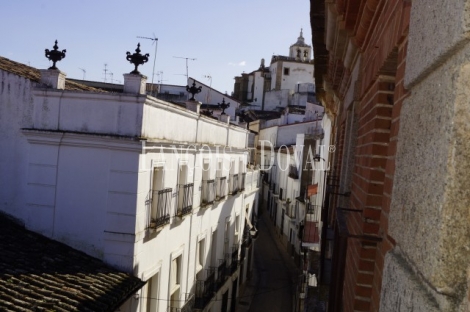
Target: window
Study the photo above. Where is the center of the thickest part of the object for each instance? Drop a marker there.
(160, 200)
(208, 187)
(214, 248)
(152, 293)
(200, 255)
(237, 229)
(226, 239)
(185, 192)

▶ _What is expected_: Output the lines from the one with "Study the photo" to the final line of the entries above, exactly as they stand, please, and nothing else.

▶ _Written solution_:
Study the photo above. Where is the center of the thickest part of the object for each instance? Drop a marker there.
(160, 200)
(208, 187)
(214, 248)
(152, 293)
(200, 255)
(237, 229)
(226, 239)
(185, 192)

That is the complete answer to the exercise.